[Data extracted from a collection]
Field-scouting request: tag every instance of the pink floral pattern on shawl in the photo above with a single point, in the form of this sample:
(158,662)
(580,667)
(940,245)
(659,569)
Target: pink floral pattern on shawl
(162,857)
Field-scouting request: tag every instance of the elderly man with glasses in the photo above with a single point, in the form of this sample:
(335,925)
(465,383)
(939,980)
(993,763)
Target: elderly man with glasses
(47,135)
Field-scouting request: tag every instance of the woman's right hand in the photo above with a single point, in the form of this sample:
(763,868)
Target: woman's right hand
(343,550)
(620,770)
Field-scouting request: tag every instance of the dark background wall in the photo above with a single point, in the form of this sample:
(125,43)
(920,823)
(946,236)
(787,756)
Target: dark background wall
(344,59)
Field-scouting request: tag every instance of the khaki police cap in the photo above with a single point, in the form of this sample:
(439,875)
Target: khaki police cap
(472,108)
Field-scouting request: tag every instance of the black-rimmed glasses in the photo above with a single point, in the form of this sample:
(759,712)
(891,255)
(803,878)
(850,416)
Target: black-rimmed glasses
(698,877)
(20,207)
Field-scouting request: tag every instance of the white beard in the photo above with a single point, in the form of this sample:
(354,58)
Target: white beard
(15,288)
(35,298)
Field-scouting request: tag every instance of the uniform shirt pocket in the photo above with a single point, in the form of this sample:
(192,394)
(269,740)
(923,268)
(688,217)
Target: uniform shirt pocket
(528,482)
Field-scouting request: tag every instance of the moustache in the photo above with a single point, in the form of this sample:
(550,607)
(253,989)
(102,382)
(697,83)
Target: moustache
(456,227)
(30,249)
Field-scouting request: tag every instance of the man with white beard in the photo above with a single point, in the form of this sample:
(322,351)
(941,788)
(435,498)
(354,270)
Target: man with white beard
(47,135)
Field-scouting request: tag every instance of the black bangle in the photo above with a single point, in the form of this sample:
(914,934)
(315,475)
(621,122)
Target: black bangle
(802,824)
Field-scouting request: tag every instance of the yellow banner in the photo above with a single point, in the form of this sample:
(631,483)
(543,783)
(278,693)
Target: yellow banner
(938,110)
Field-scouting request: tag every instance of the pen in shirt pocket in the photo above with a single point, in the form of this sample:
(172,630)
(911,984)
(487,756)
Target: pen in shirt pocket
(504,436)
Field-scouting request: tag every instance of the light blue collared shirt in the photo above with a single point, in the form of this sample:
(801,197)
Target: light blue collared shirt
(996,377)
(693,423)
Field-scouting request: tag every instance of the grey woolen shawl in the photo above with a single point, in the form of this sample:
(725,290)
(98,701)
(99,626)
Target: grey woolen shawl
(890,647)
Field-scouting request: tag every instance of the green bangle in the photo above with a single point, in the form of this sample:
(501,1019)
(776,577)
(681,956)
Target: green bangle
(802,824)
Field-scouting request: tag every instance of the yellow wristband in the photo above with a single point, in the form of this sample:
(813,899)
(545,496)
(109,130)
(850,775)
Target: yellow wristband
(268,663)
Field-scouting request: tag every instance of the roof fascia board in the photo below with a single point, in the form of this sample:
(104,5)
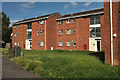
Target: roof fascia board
(81,15)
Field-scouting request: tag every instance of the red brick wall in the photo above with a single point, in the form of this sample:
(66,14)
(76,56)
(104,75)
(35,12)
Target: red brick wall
(36,37)
(66,37)
(106,37)
(22,35)
(81,37)
(83,33)
(51,32)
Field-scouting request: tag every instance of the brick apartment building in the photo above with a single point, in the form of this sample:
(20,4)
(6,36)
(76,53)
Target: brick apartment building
(80,31)
(88,31)
(35,33)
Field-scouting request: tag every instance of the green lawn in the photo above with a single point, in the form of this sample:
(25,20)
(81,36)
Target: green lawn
(64,64)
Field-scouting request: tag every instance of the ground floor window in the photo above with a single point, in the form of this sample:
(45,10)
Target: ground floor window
(41,43)
(15,43)
(37,43)
(60,43)
(95,32)
(68,43)
(18,43)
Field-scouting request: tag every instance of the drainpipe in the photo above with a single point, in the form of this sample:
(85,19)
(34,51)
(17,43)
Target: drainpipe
(45,34)
(111,32)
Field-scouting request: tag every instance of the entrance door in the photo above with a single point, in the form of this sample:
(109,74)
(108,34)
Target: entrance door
(28,44)
(97,45)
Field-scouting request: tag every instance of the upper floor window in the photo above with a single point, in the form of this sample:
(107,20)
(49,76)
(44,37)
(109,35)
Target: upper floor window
(41,32)
(95,32)
(28,35)
(60,32)
(18,33)
(68,21)
(37,32)
(15,34)
(18,43)
(60,22)
(74,31)
(41,21)
(68,43)
(68,31)
(73,20)
(60,43)
(95,19)
(41,43)
(74,43)
(29,26)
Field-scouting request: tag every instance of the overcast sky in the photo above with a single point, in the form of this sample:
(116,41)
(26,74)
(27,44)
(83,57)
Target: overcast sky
(21,10)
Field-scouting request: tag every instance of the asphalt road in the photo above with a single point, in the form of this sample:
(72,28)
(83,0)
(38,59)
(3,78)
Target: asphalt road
(11,70)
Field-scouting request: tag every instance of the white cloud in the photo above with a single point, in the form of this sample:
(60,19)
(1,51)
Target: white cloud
(71,4)
(66,6)
(28,5)
(87,4)
(12,21)
(74,3)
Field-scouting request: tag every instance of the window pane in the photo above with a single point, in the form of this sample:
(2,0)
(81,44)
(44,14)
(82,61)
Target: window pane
(41,43)
(92,32)
(68,31)
(60,43)
(60,32)
(68,43)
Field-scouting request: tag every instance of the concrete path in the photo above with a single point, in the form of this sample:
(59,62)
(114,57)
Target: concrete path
(11,70)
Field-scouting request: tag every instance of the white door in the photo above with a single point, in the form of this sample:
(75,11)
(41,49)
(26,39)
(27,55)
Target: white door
(97,45)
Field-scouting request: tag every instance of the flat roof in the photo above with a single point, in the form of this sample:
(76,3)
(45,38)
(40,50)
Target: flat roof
(35,18)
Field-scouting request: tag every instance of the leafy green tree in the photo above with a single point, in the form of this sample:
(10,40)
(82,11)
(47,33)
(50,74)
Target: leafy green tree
(6,30)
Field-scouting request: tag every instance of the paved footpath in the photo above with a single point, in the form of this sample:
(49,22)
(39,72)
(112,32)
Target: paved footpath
(11,70)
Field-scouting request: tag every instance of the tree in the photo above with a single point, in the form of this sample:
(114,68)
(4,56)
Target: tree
(6,30)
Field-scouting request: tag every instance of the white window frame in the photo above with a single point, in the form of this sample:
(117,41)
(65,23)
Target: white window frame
(41,43)
(37,32)
(60,32)
(60,43)
(68,21)
(37,43)
(37,23)
(18,43)
(15,35)
(68,43)
(74,31)
(15,43)
(41,32)
(74,20)
(74,42)
(41,21)
(15,26)
(68,32)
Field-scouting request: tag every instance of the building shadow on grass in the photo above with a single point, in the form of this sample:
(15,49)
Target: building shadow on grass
(99,55)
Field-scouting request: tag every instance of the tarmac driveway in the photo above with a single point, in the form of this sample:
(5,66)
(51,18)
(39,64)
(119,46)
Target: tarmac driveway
(11,70)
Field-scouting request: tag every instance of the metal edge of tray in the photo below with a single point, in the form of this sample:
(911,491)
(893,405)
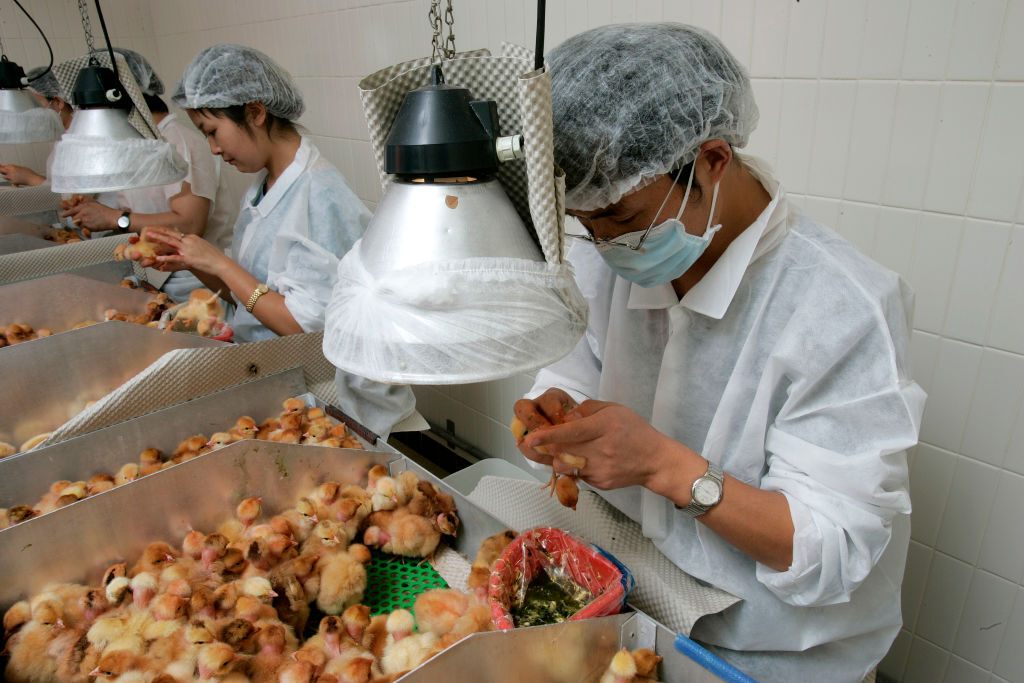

Brief:
Each entry above should be reproduced exactly, with the pictures removed.

Response area:
Field-scouting request: tag every instance of the pink floral pattern on shawl in the photo above with a single point, in the form of this sample:
(158,662)
(580,667)
(940,245)
(659,569)
Target: pink floral pattern on shawl
(162,857)
Field-scouting request: tag every instance of the elderly man with glasses in the photo above with a single point, in the form of this sample:
(335,925)
(465,383)
(939,980)
(993,763)
Target: elderly man with glasses
(47,135)
Field-scouting request: tag every instance of the woman's right hand in the photo above with a single point, in the form of this sample:
(763,868)
Target: woman's right hand
(343,550)
(620,770)
Field-scouting request: tag every instance of the dark background wall in the photo above with a single point, in the form of this sample:
(125,43)
(920,823)
(946,236)
(787,756)
Target: dark background wall
(344,59)
Field-scouting request: tag every instance of the khaki police cap in the photo above with a single point, in the form of this sample:
(439,875)
Target: khaki police cap
(472,108)
Field-scouting request: tag every instance of the black-rimmed glasses in the photo above with a single point, in the form of this sample:
(759,712)
(891,255)
(803,878)
(850,416)
Target: black-rimmed glasses
(698,877)
(20,207)
Field-scouting request: tag every instance of the white beard in the photo above with a single point, in the form of this sample:
(354,58)
Target: white beard
(15,288)
(35,298)
Field-scouting request: tag every instance of the uniform shirt pocket in the photo above with a single point, in the form of this sample:
(192,394)
(269,740)
(923,268)
(688,217)
Target: uniform shirt pocket
(528,482)
Field-scouting request: tag every instance of the moustache in the photo above with a single point, in the form of this sample:
(550,607)
(253,989)
(102,382)
(697,83)
Target: moustache
(456,227)
(30,249)
Field-scouting request: tag every instance of the man with white beard in the photo above with a single point, in the form of this sample:
(322,351)
(941,788)
(435,498)
(354,270)
Target: man with white beard
(47,135)
Field-scouting request: tag every instance of the black bangle in the photo above with a single point, in the form of this sample:
(914,934)
(315,475)
(621,122)
Target: black bangle
(802,824)
Field-scouting request: tag every instance of the yellow banner in the photo above with a single point, in the form of this sample:
(631,483)
(543,783)
(278,693)
Target: yellow banner
(938,110)
Field-scouting request: tag every instance of the pen in shirt pocket in the photo above with a single point, in the form of this sample:
(172,630)
(911,984)
(487,756)
Target: pen in shirt pocket
(504,436)
Field-scouting request: tag every instance of the light blue collared shirt in the photo above with a single point, in the form of this sample:
(801,197)
Target: light blue collared shirt
(996,377)
(693,423)
Field-scouting request: tag every instance of the grey woolen shawl in the photo above with a single point, in the form of this sample:
(725,290)
(98,701)
(99,626)
Target: grey woolen shawl
(890,647)
Field-scouting request: tag every instance of the green bangle in the photo above with a single point, in the form of this sample:
(501,1019)
(776,577)
(681,956)
Target: green bangle
(802,824)
Field-scouting request: tag every instance of the yellow wristband in the photo above with a single point, in the form of this sample:
(813,899)
(545,496)
(109,130)
(850,775)
Target: yellow wristband
(268,663)
Field-scouting request: tag every instance of the roof fascia board in the photo below with a single point, in the form of this sample:
(104,5)
Target: roof fascia board
(81,15)
Field-scouting request: tag every instance of the red brick wall in the photo above with a single point, in the form of this sample:
(66,14)
(76,56)
(104,75)
(35,12)
Target: red brick wall
(36,37)
(66,37)
(106,37)
(22,35)
(81,37)
(83,33)
(51,32)
Field-scouting request: tag every instance of the brick apartment building in the photo above with a single point, in the form of this sample:
(20,4)
(6,36)
(76,53)
Target: brick apartment building
(80,31)
(88,31)
(35,33)
Field-scouting request: tag every instance of the green lawn in the photo above with a single point, in the form of this sample:
(25,20)
(81,36)
Target: green lawn
(64,64)
Field-scouting request: tag every instance of the ground floor window in the photo above with a single point, in the form of this sample:
(45,10)
Target: ground floor window
(41,43)
(15,43)
(37,43)
(60,43)
(95,32)
(68,43)
(18,43)
Field-scouting request: tag every instance of the drainpipe in the photo above with a single point, in the form of this sample:
(85,19)
(34,51)
(17,43)
Target: drainpipe
(45,34)
(111,32)
Field-scouting request: tag every instance of the entrance door in the photo above with a single point, in the form of this sample:
(109,74)
(108,34)
Target: entrance door
(28,44)
(97,45)
Field-scouting request: tag every instance of the upper floor window in the photo above with a single point, in the form of this sample:
(107,20)
(49,76)
(44,37)
(109,35)
Target: upper floor window
(41,32)
(95,32)
(28,35)
(60,32)
(18,33)
(68,21)
(37,32)
(15,34)
(18,43)
(60,22)
(74,31)
(41,21)
(68,43)
(68,31)
(73,20)
(60,43)
(95,19)
(41,43)
(74,43)
(29,26)
Field-scouting request: tag every instance of the overcast sky in the photo above with a single point, in the form of this sample:
(116,41)
(26,74)
(27,44)
(83,57)
Target: overcast sky
(21,10)
Field-scouting request: tag every instance of the asphalt road in the photo above with a single point, in the form of this sample:
(72,28)
(83,0)
(38,59)
(3,78)
Target: asphalt road
(11,70)
Field-scouting request: tag every instance of the white cloud in the photo above with a single point, in the form of this sample:
(60,19)
(1,51)
Target: white cloud
(71,4)
(66,6)
(28,5)
(87,4)
(12,21)
(74,3)
Field-scouting request: tag every instance of the window pane in the photo above with a single point, in the form of this sample:
(2,0)
(81,44)
(44,14)
(82,61)
Target: window pane
(41,43)
(92,32)
(68,31)
(60,43)
(60,32)
(68,43)
Field-scouting request: tag every instance of the concrete path in the photo above with a single point, in the form of this sample:
(59,62)
(114,57)
Target: concrete path
(11,70)
Field-scouting request: tag every instance of the white door in the photo above with a single point, in the form of this sample:
(75,11)
(41,49)
(26,39)
(27,55)
Target: white door
(97,45)
Field-scouting request: tag every instance of the flat roof in the photo above with a single point, in the form of this sample:
(76,3)
(45,38)
(40,50)
Target: flat roof
(35,18)
Field-scouting request: tag every instance of the leafy green tree in the photo above with a single point, in the form of this sample:
(10,40)
(82,11)
(47,33)
(50,74)
Target: leafy green tree
(6,30)
Field-scouting request: tag every instance of the paved footpath in the photo above with a single point, in the form of this sample:
(49,22)
(39,72)
(112,32)
Target: paved footpath
(11,70)
Field-scouting request: tag every instance of the tree in the photo above with a single point, in the form of this sample:
(114,68)
(4,56)
Target: tree
(6,30)
Field-scouting request: tag every instance of the white window frame in the photo above with a single point, in the form of this sample:
(117,41)
(65,23)
Target: white window frame
(41,43)
(37,32)
(60,32)
(60,43)
(68,21)
(37,43)
(37,23)
(18,43)
(15,35)
(68,43)
(74,31)
(15,43)
(41,32)
(74,20)
(74,42)
(41,21)
(15,26)
(68,32)
Field-scouting request: tag every instance of the building shadow on grass in the photo above with a single point, in the form of this sample:
(15,49)
Target: building shadow on grass
(99,55)
Field-scouting request: tag every instance of the tarmac driveway in the photo above with a single point, in the form of this sample:
(5,66)
(51,18)
(39,64)
(119,46)
Target: tarmac driveway
(11,70)
Field-scouting request: tag every instance of the metal edge of tray in the photo below with a single point, in the form of this sample:
(911,491)
(893,405)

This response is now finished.